**** Provided entries ****

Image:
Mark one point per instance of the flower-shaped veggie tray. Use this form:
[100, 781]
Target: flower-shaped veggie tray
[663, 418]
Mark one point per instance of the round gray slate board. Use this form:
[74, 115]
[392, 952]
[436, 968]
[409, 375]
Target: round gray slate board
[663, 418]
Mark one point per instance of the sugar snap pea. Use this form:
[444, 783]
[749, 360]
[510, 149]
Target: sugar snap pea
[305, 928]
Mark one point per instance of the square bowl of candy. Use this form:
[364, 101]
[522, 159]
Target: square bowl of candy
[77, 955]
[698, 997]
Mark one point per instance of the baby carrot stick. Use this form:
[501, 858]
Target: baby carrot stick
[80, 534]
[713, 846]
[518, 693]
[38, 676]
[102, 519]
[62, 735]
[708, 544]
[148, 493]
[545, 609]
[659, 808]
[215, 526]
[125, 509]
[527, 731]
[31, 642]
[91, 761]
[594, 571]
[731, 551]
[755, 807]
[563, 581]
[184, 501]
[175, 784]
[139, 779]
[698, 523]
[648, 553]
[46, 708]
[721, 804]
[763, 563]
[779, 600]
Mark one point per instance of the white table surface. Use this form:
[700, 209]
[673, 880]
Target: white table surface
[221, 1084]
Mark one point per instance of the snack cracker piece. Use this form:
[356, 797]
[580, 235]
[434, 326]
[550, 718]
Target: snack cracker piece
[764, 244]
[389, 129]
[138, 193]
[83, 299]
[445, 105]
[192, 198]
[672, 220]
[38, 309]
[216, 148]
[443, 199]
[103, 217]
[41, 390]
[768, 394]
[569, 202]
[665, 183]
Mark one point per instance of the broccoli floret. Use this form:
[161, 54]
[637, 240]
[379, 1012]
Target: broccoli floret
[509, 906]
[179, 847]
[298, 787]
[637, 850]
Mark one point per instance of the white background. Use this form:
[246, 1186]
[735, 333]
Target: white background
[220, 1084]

****

* Description of the task *
Retype every entry, keeping each character as it was.

* Output for this exercise *
Image:
Mark one point per instance of the flower-shaped veggie tray. Use this form:
[100, 781]
Target: flower-shaped veggie tray
[663, 418]
Mark one point per instance of the round gray slate board. Use this form:
[74, 115]
[392, 952]
[436, 968]
[409, 375]
Target: round gray slate board
[663, 418]
Mark one point per instance of the sugar snap pea. Use this form:
[444, 783]
[749, 360]
[510, 149]
Target: sugar snap pea
[305, 928]
Mark one point per instance of the square bowl of candy. Use this form:
[364, 101]
[522, 159]
Target: square bowl of candy
[77, 955]
[698, 997]
Mark one point per instance of the baby carrot stick. Use this form:
[501, 858]
Target: baby carrot stick
[80, 534]
[713, 846]
[518, 693]
[38, 676]
[102, 519]
[62, 735]
[708, 544]
[148, 493]
[545, 609]
[659, 808]
[215, 526]
[125, 509]
[527, 731]
[31, 642]
[91, 761]
[594, 571]
[731, 551]
[755, 807]
[563, 581]
[184, 501]
[175, 784]
[139, 779]
[698, 523]
[648, 553]
[46, 708]
[721, 804]
[763, 563]
[779, 600]
Mark one point per instance of the white table surface. Use this form:
[700, 209]
[673, 880]
Target: white table surface
[221, 1084]
Mark one point per instance of the snack cracker piece. Use this form:
[356, 797]
[580, 235]
[434, 326]
[550, 718]
Target: snack cracker piece
[764, 244]
[389, 129]
[138, 193]
[83, 299]
[445, 105]
[192, 198]
[672, 220]
[38, 309]
[216, 148]
[443, 199]
[103, 217]
[41, 390]
[768, 394]
[569, 202]
[665, 183]
Mark one point per instance of the broccoli floret. Use this form:
[161, 54]
[637, 240]
[379, 1012]
Target: broccoli floret
[509, 906]
[179, 847]
[298, 787]
[637, 850]
Mark one point per instance of the white background. Use this form:
[246, 1186]
[735, 333]
Target: white background
[220, 1084]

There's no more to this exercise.